Segment Start: DOCUMENT EXTRACT
A work in progress

In honor of national Mental Health Awareness Month, Brush and Palette writers wish to open up about their personal experiences to promote discussion of various mental health topics that affect our student body.

Clarence Cooper

In honor of national Mental Health Awareness Month, Brush and Palette writers wish to open up about their personal experiences to promote discussion of various mental health topics that affect our student body.

Claire Wittkop, Reporter

Anorexia. Depression. Two things I never thought would affect me. Words that always seemed to be part of a far-off storynever the reality in front of me.

My days were spent either feeling empty or nitpicking at every problem with my body. My low self-esteem enveloped me, tearing me down, piece by piece, every day. My eyes warped the image reflected back at me from the mirror. I hated every aspect of myself. My flabby arms; my big thighs; my chubby stomach. The list never ended, and things were constantly being added to it. Everything about myself made me miserable.

Starving myself was a seemingly perfect solution. Nothing could go wrong. I could control myself. I never knew that the day I decided I wouldn’t eat lunch would destroy my life. It was the beginning of a long road I didn’t want to be on. My stomach yelling out in hunger was quickly silenced, and I forgot what hunger felt like; it became a normal part of my day. I lost 20 pounds in one month and still didn’t see a difference. What I was doing wasn’t making me feel any better but I couldn’t stop.

Telling my parents that I was sick, depressed, and starving broke me as much as it broke them. It was the moment I accepted the fact that I was not okay. My mask of fake smiles that I had been creating for years shattered in shards around me.
Segment End: DOCUMENT EXTRACT
Segment Start: DATA LISTING
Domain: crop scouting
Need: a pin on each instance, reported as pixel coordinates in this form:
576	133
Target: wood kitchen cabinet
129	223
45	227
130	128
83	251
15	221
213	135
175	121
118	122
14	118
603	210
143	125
Segment End: DATA LISTING
Segment Start: DATA LISTING
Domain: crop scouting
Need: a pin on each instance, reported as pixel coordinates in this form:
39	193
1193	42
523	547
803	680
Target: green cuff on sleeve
Segment End: DATA LISTING
GOAL OF THE EXERCISE » Continue the personal essay about anorexia and depression, picking up right after its final sentence.

RESPONSE FOR THIS EXERCISE »
Appointments after appointments were set up, and it consumed my life for a month. I saw support groups, therapists, pediatricians, psychologists, nutritionists and an eating disorder specialist. All these people seemed to have the same questions wired into their brains: “How long has this been going on?” “When do you remember beginning to have negative thoughts about yourself?” I always answered the same way, just like they asked the same questions. I felt very inhuman, like I was just another problem that needed to be fixed.

Although the doctors helped me with my physical health, the mirror still reflects something I hate. My eyes still see the list of wrong things. I still go to an eating disorder clinic once a month, constantly under supervision. It is a constant struggle, and I work every day to get better. I’m working towards that day when I will wake up and love myself—where I can have a smile on my face when looking in the mirror instead of tears in my eyes. I’m waiting for the day when I can believe the words, “You’re beautiful.” I know that day will come.